Your task: Reproduce the records below in full and word for word, excluding pictures.

Data to process:
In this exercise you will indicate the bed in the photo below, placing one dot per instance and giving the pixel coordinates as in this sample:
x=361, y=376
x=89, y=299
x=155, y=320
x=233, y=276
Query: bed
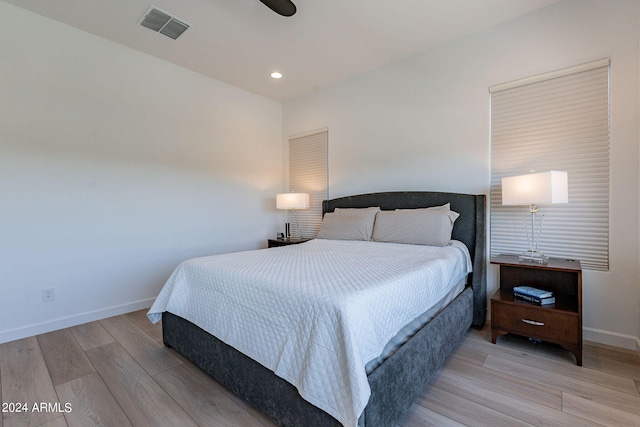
x=394, y=383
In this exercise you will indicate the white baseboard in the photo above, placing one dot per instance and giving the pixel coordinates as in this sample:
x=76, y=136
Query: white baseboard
x=74, y=320
x=615, y=339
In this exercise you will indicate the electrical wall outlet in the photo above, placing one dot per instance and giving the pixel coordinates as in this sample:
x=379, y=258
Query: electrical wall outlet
x=48, y=294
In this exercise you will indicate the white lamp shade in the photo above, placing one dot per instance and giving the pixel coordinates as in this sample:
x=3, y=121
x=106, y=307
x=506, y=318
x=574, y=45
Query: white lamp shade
x=292, y=201
x=535, y=188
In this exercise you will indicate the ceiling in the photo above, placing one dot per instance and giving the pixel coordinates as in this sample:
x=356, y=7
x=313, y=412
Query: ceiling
x=241, y=42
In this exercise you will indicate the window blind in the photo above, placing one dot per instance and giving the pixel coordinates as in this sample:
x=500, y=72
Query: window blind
x=555, y=121
x=308, y=173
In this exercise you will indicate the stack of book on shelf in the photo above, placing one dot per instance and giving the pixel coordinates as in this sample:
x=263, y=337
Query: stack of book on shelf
x=533, y=295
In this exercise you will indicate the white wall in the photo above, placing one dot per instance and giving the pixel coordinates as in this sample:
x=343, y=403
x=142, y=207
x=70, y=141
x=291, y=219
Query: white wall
x=423, y=124
x=114, y=167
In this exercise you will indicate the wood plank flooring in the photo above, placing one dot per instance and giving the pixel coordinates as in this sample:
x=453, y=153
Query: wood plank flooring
x=116, y=372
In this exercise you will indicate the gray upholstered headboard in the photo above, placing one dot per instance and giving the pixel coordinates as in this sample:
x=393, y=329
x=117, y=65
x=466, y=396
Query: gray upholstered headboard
x=469, y=228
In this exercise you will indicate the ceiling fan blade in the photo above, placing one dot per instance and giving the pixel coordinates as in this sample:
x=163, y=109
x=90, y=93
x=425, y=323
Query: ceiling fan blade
x=281, y=7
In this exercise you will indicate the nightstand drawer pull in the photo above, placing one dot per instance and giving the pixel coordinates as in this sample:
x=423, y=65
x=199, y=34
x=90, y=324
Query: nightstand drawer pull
x=533, y=322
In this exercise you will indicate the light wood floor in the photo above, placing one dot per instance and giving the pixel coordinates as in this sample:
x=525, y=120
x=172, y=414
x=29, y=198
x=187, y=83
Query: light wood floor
x=116, y=372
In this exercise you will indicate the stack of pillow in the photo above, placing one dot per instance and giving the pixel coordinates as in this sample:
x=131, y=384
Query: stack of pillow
x=428, y=226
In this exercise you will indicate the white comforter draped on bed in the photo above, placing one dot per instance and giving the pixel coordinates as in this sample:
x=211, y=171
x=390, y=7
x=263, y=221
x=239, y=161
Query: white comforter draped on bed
x=317, y=312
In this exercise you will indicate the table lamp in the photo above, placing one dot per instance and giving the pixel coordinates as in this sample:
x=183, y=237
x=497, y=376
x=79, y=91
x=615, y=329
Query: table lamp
x=533, y=189
x=292, y=202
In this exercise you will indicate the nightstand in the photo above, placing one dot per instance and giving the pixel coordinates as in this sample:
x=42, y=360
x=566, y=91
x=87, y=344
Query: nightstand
x=559, y=323
x=272, y=243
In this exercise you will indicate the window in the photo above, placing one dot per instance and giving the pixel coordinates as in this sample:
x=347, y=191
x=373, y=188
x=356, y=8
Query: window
x=308, y=160
x=555, y=121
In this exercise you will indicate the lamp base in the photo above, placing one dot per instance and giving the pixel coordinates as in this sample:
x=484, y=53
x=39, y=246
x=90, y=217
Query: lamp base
x=533, y=255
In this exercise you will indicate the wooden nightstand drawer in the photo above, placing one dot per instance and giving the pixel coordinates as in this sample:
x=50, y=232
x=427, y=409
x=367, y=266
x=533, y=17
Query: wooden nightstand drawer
x=536, y=322
x=560, y=323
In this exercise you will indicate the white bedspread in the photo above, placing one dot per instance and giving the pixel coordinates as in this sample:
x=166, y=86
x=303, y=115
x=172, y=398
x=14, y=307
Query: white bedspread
x=314, y=313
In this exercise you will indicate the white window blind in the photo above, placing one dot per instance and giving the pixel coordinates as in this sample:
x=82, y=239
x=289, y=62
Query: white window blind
x=308, y=165
x=555, y=121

Solution for this problem:
In this exercise you will indicate the bed in the photo below, placing one dot per instance and giving the pixel coordinates as in this sample:
x=361, y=376
x=89, y=299
x=155, y=320
x=233, y=276
Query: bed
x=394, y=383
In this exercise you will indicate the white baseboard in the photo above, placing one dot per instance and giving the pixel coordinates as in this sample:
x=76, y=136
Query: white baseboard
x=74, y=320
x=615, y=339
In this exercise you will indicate the electrical wall outlet in the photo above, placing one dot per instance and giving the pixel coordinates as in this sample:
x=379, y=258
Query: electrical wall outlet
x=48, y=294
In this exercise you will indicate the white lamp shade in the photo above, placing one dot per instance and giving the pixel coordinates as in this sample:
x=3, y=121
x=106, y=307
x=506, y=318
x=574, y=45
Query: white lamp shade
x=292, y=201
x=535, y=188
In this exercise you will indicate the ceiling in the photo above, placing one dot per instance and giving the pixel coordinates as in this sample:
x=356, y=7
x=313, y=412
Query: ceiling
x=241, y=42
In this exercise you will indicate the window blind in the photo above, placing one dot per instance and giving the pixel coordinates as in this sample:
x=500, y=72
Query: window blind
x=555, y=121
x=308, y=173
In this exercise you will indicate the stack of book on shelf in the photo above, placing one dot per instance and giving the pixel coordinates as in this sample:
x=263, y=337
Query: stack of book on shelf
x=533, y=295
In this exercise you will indicate the white wall in the photo above, placing one dot per instance and giving the pixel coordinates as in this sample:
x=343, y=403
x=142, y=207
x=70, y=141
x=291, y=219
Query: white wall
x=423, y=124
x=114, y=167
In this exercise you will indicate the wood plank flooring in the photo above, placing one dot per instance and giving the pixel coordinates as in this sample:
x=453, y=153
Query: wood plank flooring
x=116, y=372
In this exercise you will indicate the gray upholstered headboard in the photo above, placing one dot per instance and giving the pixel coordinates as in this sample:
x=393, y=329
x=117, y=65
x=466, y=396
Query: gray upholstered headboard
x=469, y=228
In this exercise you will indicate the ceiling fan blade in the photo above, placing one dot per instance and giving the pixel coordinates as in this sample:
x=163, y=109
x=90, y=93
x=425, y=323
Query: ceiling fan blade
x=281, y=7
In this exercise you will indicate the nightstand drawer pull in the photo above, placing one dot per instance and giving the pixel coordinates as in this sample:
x=423, y=65
x=199, y=34
x=90, y=324
Query: nightstand drawer pull
x=533, y=322
In this exercise you will indicate the light wood floor in the photo above, placing one dot per instance and giving the pixel coordinates as in this sample:
x=525, y=120
x=172, y=414
x=29, y=198
x=187, y=83
Query: light wood floor
x=116, y=372
In this exercise you will indicate the stack of pillow in the photo above, placing one dot per instance and giving the pixel coordinates as in this sample:
x=131, y=384
Query: stack of pillow
x=428, y=226
In this exercise you will indicate the white comforter draped on bed in the photo above, placing one dot per instance and giving the pixel coordinates as in this sample:
x=211, y=171
x=390, y=7
x=263, y=221
x=239, y=161
Query: white comforter draped on bed
x=317, y=312
In this exercise you will indicate the table lamp in the photo above, placing one dot per instance and giving the pixel coordinates as in this sample:
x=183, y=237
x=497, y=376
x=79, y=91
x=615, y=329
Query: table lamp
x=533, y=189
x=292, y=202
In this exercise you will indicate the nightstand in the photo above, placing one dot per instance and giving the pixel coordinates as in this sample:
x=42, y=360
x=566, y=91
x=87, y=344
Query: nightstand
x=559, y=323
x=272, y=243
In this exercise you will indicate the window in the photo above, placing one dot per instance and giving the pixel coordinates as in this sample:
x=347, y=191
x=373, y=188
x=356, y=8
Query: window
x=308, y=160
x=555, y=121
In this exercise you will indicate the lamp base in the photo above, placing one dot per instance and giving the pixel coordinates as in this sample:
x=484, y=53
x=39, y=246
x=90, y=217
Query: lamp base
x=533, y=255
In this exercise you will indicate the wooden nightstand drawer in the photo above, placing one dot per instance and giving the pixel coordinates as in this sample:
x=50, y=232
x=427, y=409
x=367, y=266
x=533, y=17
Query: wooden nightstand drawer
x=536, y=322
x=560, y=323
In this exercise you will indicate the white bedspread in the photo above, placing one dot per instance and giving the pixel coordinates as in this sample:
x=166, y=86
x=303, y=115
x=172, y=398
x=14, y=307
Query: white bedspread
x=314, y=313
In this exercise you will indicate the white window blind in the photo above, placing one dot per instance and giving the pixel coordinates as in this sample:
x=82, y=239
x=289, y=62
Query: white window blind
x=308, y=165
x=555, y=121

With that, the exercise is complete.